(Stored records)
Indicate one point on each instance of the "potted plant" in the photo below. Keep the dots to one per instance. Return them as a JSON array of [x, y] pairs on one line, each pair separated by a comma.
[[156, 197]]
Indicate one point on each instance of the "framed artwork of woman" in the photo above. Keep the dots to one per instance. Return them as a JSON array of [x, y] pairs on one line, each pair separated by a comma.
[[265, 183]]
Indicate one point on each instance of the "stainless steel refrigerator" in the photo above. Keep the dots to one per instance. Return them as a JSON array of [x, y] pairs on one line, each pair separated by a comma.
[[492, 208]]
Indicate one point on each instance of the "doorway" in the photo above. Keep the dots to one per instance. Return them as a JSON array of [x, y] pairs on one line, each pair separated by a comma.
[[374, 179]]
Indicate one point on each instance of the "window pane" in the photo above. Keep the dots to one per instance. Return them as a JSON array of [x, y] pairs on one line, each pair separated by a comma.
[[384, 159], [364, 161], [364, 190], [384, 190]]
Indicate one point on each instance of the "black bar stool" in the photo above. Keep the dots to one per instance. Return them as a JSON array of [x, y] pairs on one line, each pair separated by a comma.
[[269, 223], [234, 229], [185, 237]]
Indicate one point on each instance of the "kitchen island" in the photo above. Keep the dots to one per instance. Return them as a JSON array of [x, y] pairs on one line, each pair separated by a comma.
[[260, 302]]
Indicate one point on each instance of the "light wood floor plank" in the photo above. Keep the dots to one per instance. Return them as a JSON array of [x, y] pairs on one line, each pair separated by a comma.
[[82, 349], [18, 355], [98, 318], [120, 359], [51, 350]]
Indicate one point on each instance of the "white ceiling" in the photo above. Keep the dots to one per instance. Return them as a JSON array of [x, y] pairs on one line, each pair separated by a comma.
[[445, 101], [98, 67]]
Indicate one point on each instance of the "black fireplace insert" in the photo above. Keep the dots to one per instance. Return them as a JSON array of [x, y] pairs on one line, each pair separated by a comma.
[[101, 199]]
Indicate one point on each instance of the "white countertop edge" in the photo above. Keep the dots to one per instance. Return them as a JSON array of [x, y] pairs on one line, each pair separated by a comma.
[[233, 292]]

- _WORK TASK_: Could you print all of the data above once more, unaltered?

- _WRITTEN RESPONSE_:
Indicate one point on each instance of the "potted plant" in the photo below. Keep the dots to one per instance. Return them as a JSON array of [x, y] pairs on one line, each pair separated by a comma.
[[156, 197]]
Indicate one point on each instance of the "framed artwork of woman" in the photo above. Keep the dots to one per instance. Return them as a JSON array of [x, y] pairs on one line, each pair separated by a comma.
[[265, 183]]
Indicate one point on each instance of the "stainless steel refrigerator" in the photo above. Keep the dots to one per instance. Return them as a JSON array of [x, y] pairs on one line, each pair separated by a comma.
[[492, 208]]
Indicate one point on each instance of the "doorway" in the photo above. Keep the dots to one per instance. Return them as a JSON array of [x, y] pairs on one line, each pair separated by a comma.
[[374, 179]]
Indicate one point on each instance of the "window pane" in the photo above. Keep the dots to one per instance. Return them as a JSON array of [x, y] pairs on one line, each pair separated by a comma.
[[384, 159], [364, 161], [364, 190], [384, 190]]
Indicate one point on each instance of the "black bar stool" in the photo above. Keep the dots to one per instance. Return them as a JSON array of [x, y] pairs on one line, each pair separated by a comma.
[[269, 223], [234, 229], [185, 237]]
Indicate one point on each instance of the "kitchen island" in the photo above. Keep the dots to one per instance. Return them as a JSON array of [x, y] pairs on one line, each pair separated by a comma.
[[260, 302]]
Indicate one point on each instance of the "light wood floor plank" in the photo above. Keep the dots to one per instance. Return them as a JSON array of [x, y] pairs on one line, each pair separated by a comma.
[[82, 349], [18, 355], [98, 318], [120, 359], [51, 350]]
Indicate one point on each instance of the "white ceiling" in the photo above. Keep the dots to one per instance. Return them as a JSON array of [x, y] pairs on one line, each pair separated by a comma.
[[445, 101], [98, 67]]
Indicate one point on each instance of the "black fireplace insert" in the photo above. Keep the dots to one per instance. Return them as a JSON array of [x, y] pairs on one line, each pair separated by a comma.
[[101, 199]]
Indicate one point on each instance of the "white countertop edge" in the photo above. Keep the dots to one per instance. Return them as a JSON array of [x, y] pairs on one line, each pair separated by a comma.
[[233, 292]]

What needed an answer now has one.